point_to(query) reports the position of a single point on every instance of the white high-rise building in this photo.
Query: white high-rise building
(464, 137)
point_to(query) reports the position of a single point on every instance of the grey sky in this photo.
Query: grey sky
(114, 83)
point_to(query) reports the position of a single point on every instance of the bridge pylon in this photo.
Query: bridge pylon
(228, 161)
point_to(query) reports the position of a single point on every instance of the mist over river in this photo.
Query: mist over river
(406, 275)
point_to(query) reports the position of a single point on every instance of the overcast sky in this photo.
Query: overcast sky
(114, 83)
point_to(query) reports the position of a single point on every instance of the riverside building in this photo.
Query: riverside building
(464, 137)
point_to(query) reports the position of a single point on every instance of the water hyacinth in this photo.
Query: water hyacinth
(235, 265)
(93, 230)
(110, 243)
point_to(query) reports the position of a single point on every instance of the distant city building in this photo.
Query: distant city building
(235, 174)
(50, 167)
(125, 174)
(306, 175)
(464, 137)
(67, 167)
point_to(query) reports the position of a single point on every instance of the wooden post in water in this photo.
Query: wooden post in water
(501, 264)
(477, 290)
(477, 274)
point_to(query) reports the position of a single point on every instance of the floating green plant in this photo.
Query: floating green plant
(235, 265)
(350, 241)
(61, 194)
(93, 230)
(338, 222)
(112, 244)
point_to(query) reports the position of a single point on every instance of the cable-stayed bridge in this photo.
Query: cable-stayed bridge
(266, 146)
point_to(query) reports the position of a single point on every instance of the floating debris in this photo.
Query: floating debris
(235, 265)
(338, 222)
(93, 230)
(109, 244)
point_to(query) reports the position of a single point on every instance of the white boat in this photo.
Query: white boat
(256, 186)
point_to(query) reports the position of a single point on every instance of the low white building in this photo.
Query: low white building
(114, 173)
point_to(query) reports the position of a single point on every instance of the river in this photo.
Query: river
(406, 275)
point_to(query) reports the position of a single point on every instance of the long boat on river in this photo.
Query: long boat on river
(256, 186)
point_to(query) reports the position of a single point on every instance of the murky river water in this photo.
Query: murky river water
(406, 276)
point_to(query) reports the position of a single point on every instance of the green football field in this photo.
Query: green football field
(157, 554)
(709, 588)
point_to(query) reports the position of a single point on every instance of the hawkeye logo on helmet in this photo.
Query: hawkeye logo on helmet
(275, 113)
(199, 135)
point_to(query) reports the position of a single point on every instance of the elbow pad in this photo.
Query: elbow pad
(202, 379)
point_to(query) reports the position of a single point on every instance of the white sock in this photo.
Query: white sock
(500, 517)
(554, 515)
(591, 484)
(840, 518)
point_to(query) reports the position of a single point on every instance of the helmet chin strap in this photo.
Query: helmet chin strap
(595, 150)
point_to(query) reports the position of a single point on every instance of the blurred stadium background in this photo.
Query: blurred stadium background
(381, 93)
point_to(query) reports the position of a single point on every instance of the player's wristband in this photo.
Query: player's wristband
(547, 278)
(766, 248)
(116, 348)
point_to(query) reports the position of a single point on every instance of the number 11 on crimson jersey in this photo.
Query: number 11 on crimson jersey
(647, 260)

■ ■ ■ ■

→ DO THIS:
Can you give the material above again with each "single point" changed to "one point" and every other part left as it is?

→ OUTPUT FOR THIS TASK:
point_to(query) reports the position of a one point on every instance of the white high-rise building in this photo.
Query: white high-rise building
(464, 137)
point_to(query) reports the position of a one point on every instance of the grey sky in this photo.
Query: grey sky
(114, 83)
point_to(query) reports the position of a one point on every instance of the bridge pylon in this photo.
Query: bridge pylon
(228, 161)
point_to(query) reports the position of a one point on every instance of the mist over river in this photo.
Query: mist over river
(406, 275)
point_to(query) reports the position of a one point on every instance of the overcast sky in this photo.
Query: overcast sky
(114, 83)
point_to(query) reports the position of a one point on every instance of the riverside building in this photo.
Query: riverside building
(464, 137)
point_to(query) reports the position of a one point on every instance of the water hyacinth in this photo.
Query: water hyacinth
(235, 265)
(93, 230)
(110, 243)
point_to(query) reports the position of a one point on every instance of the distant city building in this photo.
Query: distant city building
(235, 174)
(50, 167)
(125, 174)
(306, 175)
(464, 137)
(67, 167)
point_to(query) reports the position of a one point on every instance of the wooden post in water in this photo.
Query: wooden post in water
(501, 264)
(477, 290)
(477, 274)
point_to(query) reports the position of a one point on every instance of the floating green plant in this photo.
Query: floating green plant
(235, 265)
(350, 241)
(61, 194)
(93, 230)
(338, 222)
(112, 244)
point_to(query) reports the position of a one point on every instance of the cable-stayed bridge in this photo.
Query: cable-stayed bridge
(266, 146)
point_to(query) reports the position of a one point on every instance of the floating debris in this photo.
Query: floating debris
(235, 265)
(338, 222)
(93, 230)
(109, 244)
point_to(query) reports the position of a one point on every instance of the white boat in this photo.
Query: white boat
(256, 186)
point_to(query) reports the position of a one point on every instance of the low white building in this photo.
Query: low white building
(114, 173)
point_to(query) reports the position of a one point on every instance of the river in this photo.
Query: river
(406, 275)
point_to(query) reports the position of a one point on every instance of the long boat on river in this photo.
Query: long boat on river
(256, 186)
point_to(query) reports the position of a one point on every instance of the murky river water in this photo.
Query: murky river water
(406, 276)
point_to(query) reports the position of a one point on every instance of the green football field in this photo.
Query: green football field
(157, 554)
(709, 588)
point_to(query) reports the position of a one point on every instance of the hawkeye logo on helmet in this photo.
Query: hawkeye logo on helmet
(275, 113)
(199, 135)
point_to(query) reports the position of a one point on every instance of the elbow pad in this photo.
Query: elbow pad
(202, 379)
point_to(query) reports the position of a one point on every instance of the white sock in this photo.
Query: white sock
(500, 517)
(554, 515)
(591, 484)
(840, 518)
point_to(query) reports the position of a one point on every instance of the helmet chin strap in this photo.
Query: helmet chin strap
(595, 150)
point_to(query) reports the position of a one point on every instance of the blurred stadium background in this photo.
Query: blurred stadium background
(381, 93)
point_to(query) reports the position of a one point on every instance of the player's wristband in this photo.
Query: player's wristband
(547, 278)
(766, 248)
(116, 348)
point_to(query) reports the position of a one point on every instance of the number 11 on crimson jersey in this photo.
Query: number 11 on crimson jersey
(647, 260)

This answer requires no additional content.